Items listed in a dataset
— BEGIN —

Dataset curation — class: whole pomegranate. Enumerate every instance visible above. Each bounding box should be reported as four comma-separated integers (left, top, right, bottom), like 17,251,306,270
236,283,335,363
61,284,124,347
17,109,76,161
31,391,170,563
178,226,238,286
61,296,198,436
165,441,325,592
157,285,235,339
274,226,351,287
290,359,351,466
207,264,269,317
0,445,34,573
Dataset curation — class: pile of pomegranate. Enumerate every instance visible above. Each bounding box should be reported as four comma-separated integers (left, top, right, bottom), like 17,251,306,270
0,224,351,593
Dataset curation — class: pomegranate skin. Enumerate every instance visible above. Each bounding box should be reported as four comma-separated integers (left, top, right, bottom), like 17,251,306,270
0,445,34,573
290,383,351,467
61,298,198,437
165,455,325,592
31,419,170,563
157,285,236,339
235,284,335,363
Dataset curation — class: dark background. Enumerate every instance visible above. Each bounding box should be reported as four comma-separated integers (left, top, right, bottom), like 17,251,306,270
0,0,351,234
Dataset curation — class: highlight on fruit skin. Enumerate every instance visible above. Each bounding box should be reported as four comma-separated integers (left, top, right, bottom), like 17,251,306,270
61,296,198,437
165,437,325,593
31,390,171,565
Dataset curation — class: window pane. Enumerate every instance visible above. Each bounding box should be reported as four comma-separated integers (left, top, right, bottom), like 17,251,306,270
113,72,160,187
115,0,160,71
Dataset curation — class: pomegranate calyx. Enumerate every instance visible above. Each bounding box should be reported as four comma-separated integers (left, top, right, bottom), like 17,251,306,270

— END —

* [Directions for this task]
Could you copy every one of the rows above, word for word?

* [Finished answer]
Dataset curation — class: whole pomegranate. Enumerate every instance visible above. Each bounding box should be reported as four comma-separated integers (left, top, right, bottom), like 17,251,306,270
236,283,335,363
61,284,124,347
17,109,76,161
31,391,170,563
178,226,238,286
61,296,198,436
165,441,325,592
157,285,235,339
274,226,351,287
290,359,351,466
207,264,269,317
0,445,34,573
Dataset curation — class: pile of pomegranate. Enumerate every instance visible above. Each bounding box should be reported as four comma-separated integers (left, top, right, bottom), like 17,251,306,270
0,224,351,593
Dataset curation — class: pomegranate skin. Enumerate every instance visible above. Each bounding box should be reported as four comma-separated integers (left, top, right, bottom), like 17,251,306,270
0,445,34,573
290,383,351,467
61,298,198,437
165,455,325,592
31,419,170,563
157,285,236,339
235,284,335,363
Dataset curation — class: dark background. Enumerate every instance visible above. Each bounding box should be reported as four comma-separated integers (left, top, right, bottom), like 17,251,306,270
0,0,351,234
Dataset curation — class: highlight on fruit skin. Enumerate every instance visible above. Each bounding box should be reported as four comma-separated integers (left, top, right, bottom), like 17,251,306,270
61,296,198,437
165,437,325,593
31,390,171,565
Dataset curation — class: window pane. Enumerate every instance visible above. Each bounding box should be reported as four comma-separated integers (left, top, right, bottom), like 17,251,306,270
113,72,160,187
115,0,160,71
Dataset curation — class: pomegranate calyx. Enumerate every instance visible above. Each bounding box should be reported as four comma-separated integers (left, top, right, bottom), like 17,251,306,270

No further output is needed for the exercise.